THE TASK. Please sift through the material below and copy out every line that contains the word "window".

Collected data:
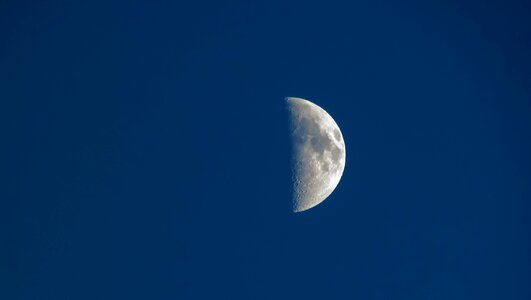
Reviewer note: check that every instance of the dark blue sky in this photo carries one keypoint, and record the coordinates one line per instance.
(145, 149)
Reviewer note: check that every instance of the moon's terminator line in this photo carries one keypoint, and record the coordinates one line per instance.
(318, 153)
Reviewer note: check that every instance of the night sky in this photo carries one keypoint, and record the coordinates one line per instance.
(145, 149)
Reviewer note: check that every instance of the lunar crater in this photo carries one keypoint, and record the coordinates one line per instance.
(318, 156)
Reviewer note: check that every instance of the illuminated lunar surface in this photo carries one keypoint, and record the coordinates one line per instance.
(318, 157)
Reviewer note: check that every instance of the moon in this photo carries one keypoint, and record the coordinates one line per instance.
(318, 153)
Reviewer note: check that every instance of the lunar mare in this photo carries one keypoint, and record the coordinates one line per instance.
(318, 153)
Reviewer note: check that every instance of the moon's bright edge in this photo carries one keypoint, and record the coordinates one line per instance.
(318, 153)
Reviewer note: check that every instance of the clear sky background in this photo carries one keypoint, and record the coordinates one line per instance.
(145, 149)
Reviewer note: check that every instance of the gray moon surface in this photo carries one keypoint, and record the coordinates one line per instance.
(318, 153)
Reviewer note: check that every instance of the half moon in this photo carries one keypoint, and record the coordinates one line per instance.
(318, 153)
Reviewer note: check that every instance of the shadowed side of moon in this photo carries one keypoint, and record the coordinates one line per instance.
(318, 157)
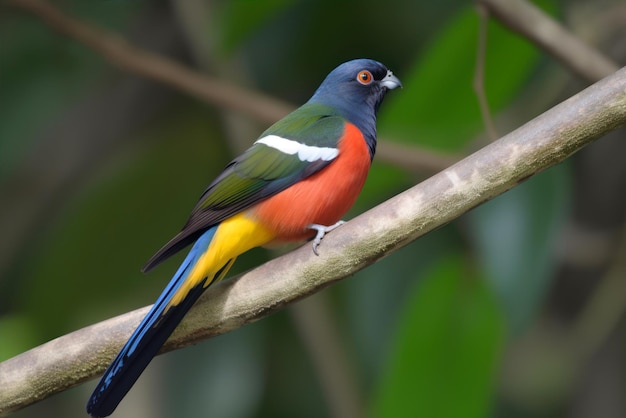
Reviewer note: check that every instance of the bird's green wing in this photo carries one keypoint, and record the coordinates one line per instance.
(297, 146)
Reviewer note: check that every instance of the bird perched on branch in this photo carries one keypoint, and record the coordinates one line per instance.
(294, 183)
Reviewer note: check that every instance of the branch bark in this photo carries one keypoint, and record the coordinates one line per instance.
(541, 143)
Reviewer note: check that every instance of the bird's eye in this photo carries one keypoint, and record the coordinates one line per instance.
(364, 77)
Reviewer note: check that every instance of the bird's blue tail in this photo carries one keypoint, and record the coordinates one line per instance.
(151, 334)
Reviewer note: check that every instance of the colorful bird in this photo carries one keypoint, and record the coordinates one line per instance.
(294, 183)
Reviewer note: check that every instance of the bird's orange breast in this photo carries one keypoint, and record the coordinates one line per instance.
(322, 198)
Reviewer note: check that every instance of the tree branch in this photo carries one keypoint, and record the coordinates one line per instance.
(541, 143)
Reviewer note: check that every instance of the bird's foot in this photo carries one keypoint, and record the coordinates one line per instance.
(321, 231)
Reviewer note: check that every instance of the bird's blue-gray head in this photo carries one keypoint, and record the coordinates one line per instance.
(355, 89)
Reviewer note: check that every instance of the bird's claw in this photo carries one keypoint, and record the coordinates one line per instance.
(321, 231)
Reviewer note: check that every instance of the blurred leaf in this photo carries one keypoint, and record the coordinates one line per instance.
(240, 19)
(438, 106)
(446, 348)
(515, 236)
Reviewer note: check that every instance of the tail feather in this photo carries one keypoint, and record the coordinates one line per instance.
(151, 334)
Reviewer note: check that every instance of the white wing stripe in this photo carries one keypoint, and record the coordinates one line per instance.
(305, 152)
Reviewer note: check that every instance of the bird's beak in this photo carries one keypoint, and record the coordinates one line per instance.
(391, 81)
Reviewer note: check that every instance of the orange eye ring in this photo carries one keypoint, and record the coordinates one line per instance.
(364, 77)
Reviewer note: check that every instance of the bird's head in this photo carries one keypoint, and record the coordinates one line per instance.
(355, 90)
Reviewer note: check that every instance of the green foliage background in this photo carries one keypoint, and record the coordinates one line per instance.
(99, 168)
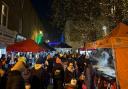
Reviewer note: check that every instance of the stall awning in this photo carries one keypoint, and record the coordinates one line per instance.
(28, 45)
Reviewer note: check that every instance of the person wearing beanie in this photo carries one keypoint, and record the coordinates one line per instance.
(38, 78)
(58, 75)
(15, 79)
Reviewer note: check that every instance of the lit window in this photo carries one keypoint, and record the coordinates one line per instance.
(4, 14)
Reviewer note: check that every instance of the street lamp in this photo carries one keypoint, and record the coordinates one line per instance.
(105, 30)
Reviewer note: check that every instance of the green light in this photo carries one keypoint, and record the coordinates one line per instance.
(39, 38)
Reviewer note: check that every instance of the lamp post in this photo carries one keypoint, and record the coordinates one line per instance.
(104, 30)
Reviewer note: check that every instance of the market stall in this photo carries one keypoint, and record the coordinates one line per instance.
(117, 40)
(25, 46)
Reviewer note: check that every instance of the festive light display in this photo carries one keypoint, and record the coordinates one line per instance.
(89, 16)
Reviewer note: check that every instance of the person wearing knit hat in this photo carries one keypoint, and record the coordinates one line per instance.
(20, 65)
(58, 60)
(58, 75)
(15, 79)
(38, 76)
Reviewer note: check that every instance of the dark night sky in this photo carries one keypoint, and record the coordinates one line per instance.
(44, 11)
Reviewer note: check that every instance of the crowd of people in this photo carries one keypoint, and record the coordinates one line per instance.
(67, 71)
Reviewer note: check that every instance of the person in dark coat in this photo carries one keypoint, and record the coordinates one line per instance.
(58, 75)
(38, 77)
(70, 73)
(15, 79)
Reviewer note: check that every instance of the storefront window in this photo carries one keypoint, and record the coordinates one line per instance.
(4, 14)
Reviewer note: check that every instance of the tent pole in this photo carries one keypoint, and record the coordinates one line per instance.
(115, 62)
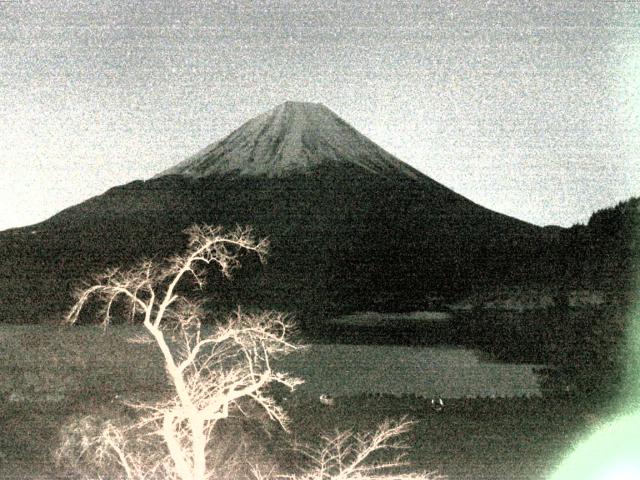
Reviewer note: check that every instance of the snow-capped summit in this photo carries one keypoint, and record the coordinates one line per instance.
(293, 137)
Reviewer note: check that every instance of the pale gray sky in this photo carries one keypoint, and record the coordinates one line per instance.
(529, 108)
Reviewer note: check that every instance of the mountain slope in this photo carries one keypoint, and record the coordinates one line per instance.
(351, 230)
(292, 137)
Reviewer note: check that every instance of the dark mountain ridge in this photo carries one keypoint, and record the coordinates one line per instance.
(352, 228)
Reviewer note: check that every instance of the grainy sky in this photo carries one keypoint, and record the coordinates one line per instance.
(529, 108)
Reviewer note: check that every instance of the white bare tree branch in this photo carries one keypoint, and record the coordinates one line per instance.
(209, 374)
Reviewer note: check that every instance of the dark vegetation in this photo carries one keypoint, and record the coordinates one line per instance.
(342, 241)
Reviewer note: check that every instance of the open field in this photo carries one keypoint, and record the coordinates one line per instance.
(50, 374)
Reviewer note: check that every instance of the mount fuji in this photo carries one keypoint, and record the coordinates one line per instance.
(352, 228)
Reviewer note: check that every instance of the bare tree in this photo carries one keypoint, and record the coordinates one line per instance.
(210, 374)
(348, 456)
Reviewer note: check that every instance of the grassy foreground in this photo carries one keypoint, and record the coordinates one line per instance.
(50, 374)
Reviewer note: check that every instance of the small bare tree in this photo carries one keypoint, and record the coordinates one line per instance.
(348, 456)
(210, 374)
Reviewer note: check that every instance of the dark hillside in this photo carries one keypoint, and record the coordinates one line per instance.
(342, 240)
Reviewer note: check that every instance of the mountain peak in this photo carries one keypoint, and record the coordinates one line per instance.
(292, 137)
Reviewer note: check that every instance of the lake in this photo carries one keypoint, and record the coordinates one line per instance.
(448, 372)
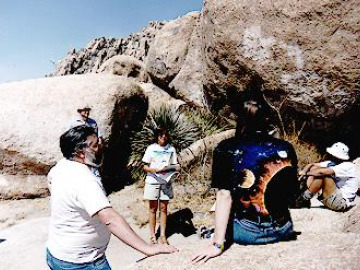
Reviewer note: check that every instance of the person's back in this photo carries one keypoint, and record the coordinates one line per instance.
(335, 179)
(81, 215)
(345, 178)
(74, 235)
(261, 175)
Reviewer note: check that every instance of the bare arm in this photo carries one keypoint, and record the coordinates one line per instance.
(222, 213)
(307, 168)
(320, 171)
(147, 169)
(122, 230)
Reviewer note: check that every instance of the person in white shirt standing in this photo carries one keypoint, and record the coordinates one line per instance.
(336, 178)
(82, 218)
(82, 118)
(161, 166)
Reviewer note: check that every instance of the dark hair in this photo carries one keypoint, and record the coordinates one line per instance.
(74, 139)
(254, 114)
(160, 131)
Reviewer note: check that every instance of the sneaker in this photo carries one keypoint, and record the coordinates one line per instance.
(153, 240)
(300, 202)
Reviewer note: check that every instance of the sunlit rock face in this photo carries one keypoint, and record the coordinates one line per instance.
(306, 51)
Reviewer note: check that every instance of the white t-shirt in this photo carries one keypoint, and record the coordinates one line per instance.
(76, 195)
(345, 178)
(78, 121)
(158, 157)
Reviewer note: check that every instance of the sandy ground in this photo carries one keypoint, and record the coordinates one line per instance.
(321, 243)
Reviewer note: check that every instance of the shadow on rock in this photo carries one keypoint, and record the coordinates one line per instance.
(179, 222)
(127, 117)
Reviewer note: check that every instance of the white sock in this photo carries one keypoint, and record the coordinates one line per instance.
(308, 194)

==

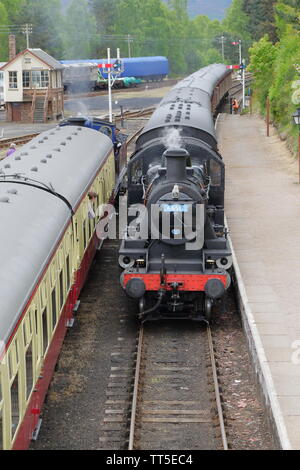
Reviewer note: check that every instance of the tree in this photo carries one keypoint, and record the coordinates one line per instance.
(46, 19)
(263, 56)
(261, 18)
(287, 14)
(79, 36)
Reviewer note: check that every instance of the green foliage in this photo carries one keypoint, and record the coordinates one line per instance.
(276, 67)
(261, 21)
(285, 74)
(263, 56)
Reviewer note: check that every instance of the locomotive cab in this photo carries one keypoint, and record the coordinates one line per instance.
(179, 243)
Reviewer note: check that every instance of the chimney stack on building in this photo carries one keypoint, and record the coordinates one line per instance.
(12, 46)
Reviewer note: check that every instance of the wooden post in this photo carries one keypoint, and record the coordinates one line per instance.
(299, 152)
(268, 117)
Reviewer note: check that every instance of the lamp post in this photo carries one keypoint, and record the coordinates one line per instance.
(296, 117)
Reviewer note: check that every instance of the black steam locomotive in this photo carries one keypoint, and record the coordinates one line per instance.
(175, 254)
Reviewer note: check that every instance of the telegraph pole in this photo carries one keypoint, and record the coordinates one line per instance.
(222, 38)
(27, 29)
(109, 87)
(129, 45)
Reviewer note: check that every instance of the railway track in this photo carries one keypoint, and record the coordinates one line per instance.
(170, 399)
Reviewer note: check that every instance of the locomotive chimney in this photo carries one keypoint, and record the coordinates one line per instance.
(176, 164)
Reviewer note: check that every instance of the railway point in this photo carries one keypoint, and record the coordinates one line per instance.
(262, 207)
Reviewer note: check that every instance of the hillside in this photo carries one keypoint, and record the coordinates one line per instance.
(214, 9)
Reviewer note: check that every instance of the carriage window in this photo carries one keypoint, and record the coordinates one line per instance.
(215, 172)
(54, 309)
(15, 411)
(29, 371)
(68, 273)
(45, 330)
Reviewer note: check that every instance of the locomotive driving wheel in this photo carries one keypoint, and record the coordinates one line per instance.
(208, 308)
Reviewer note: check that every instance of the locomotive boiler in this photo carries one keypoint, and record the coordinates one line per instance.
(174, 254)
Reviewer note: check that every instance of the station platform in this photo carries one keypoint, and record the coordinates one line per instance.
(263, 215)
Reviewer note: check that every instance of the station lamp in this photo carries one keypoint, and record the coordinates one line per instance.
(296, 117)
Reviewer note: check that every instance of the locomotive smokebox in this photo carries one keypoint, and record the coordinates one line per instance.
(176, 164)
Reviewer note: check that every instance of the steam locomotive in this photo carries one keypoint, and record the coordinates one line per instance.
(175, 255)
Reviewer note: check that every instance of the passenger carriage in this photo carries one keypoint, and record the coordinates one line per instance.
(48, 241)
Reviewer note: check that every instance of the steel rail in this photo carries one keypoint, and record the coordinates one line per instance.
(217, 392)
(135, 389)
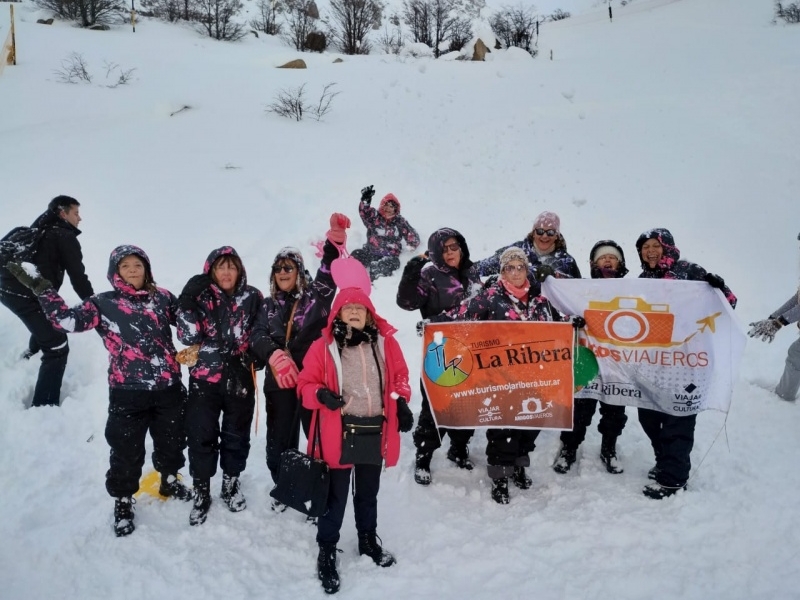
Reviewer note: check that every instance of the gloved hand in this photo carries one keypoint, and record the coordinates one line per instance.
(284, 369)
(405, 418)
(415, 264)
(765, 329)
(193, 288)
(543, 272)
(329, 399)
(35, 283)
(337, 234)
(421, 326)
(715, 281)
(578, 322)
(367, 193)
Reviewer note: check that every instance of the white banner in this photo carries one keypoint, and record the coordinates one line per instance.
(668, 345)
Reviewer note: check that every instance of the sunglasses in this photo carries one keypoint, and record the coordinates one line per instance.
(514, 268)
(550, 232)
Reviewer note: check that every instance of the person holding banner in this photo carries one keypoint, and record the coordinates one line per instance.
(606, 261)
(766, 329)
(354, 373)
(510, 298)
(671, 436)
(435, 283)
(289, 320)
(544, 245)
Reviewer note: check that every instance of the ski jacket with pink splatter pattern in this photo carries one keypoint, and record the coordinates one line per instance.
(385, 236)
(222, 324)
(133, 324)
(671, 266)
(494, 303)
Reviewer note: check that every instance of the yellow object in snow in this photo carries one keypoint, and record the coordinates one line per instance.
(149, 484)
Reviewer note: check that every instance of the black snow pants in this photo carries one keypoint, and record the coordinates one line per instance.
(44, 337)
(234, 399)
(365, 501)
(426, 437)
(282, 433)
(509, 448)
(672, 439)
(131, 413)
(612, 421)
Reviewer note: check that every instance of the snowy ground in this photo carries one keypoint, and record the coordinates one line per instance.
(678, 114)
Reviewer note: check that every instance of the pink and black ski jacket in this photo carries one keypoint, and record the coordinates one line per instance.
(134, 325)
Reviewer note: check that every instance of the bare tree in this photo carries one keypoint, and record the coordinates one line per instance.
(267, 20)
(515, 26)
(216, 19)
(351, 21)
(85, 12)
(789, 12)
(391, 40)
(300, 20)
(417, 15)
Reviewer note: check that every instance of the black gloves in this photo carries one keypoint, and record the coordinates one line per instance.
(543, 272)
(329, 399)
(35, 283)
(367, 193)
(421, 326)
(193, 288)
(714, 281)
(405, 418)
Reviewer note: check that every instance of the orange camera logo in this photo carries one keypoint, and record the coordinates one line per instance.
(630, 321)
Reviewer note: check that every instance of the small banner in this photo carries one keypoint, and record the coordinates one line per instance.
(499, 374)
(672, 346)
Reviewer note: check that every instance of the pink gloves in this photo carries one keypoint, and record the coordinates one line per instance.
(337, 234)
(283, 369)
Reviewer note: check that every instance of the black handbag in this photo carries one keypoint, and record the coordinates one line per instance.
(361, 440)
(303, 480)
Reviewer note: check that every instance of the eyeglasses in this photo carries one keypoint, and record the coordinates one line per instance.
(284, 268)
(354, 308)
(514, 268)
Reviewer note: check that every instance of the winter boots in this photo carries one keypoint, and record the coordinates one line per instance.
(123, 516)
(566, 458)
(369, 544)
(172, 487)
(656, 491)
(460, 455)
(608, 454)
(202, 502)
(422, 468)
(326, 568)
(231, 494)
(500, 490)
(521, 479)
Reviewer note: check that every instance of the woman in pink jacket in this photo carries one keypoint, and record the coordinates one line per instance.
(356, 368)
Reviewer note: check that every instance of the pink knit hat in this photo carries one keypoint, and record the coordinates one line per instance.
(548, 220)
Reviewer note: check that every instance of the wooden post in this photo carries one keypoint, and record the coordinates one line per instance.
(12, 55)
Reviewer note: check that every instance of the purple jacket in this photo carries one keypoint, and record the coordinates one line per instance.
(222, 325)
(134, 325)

ANSWER TO THE EXERCISE.
Reviewer note: check that every instance of the lit window in this photo carries one keypoint, and record the coordinates one line per instance.
Reviewer note: check that every instance of the storefront window in this photo carries one keypoint, and record the coordinates one line per instance.
Reviewer note: check that every instance of the carriage window in this photo carries one keypoint, and record the coordinates one line per instance.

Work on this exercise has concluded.